Lay out the stretch of lines from the one containing "point: archway entrance" through the one containing "column 317, row 131" as a Markdown table with the columns No. and Line, one numbered row per line, skipping blank lines. Include only those lines.
▼
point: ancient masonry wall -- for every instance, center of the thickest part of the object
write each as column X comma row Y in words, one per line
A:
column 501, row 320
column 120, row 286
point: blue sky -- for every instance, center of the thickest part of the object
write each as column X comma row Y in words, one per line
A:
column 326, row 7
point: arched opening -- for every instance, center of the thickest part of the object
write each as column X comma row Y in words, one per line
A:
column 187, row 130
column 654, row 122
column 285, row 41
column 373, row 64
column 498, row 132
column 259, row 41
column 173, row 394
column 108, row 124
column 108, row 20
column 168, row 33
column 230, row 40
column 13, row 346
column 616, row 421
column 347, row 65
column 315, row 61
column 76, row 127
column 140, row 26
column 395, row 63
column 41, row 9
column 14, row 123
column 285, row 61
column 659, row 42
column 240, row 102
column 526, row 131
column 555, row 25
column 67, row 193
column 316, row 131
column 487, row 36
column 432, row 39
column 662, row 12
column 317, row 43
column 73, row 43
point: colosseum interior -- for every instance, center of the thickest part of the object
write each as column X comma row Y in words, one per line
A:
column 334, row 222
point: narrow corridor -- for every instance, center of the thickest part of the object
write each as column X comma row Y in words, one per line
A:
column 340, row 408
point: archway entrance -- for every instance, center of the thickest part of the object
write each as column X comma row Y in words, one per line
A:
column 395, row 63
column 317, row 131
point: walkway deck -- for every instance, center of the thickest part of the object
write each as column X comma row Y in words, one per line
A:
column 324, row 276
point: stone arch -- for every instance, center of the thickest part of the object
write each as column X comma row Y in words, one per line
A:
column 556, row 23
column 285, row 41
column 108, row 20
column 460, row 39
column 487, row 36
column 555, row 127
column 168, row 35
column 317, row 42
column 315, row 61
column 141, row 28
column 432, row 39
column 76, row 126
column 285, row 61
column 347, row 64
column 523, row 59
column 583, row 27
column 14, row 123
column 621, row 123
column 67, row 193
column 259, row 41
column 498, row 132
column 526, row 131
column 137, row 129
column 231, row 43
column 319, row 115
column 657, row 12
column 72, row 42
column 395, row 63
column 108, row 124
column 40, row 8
▲
▼
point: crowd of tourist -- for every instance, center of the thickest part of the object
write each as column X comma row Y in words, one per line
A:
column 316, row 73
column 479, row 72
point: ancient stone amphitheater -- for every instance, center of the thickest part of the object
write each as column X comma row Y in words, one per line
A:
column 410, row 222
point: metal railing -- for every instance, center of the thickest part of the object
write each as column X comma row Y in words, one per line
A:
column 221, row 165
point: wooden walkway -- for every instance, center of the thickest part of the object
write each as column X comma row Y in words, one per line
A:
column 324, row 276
▲
▼
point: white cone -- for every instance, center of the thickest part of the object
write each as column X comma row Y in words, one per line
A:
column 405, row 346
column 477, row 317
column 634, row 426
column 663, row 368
▲
RESULT:
| No. | Line |
|---|---|
| 1 | point: archway entrance -- for every instance, center of the thickest part of the object |
| 2 | write each as column X comma row Y in words, one per line |
| 3 | A: |
| 4 | column 395, row 63 |
| 5 | column 317, row 131 |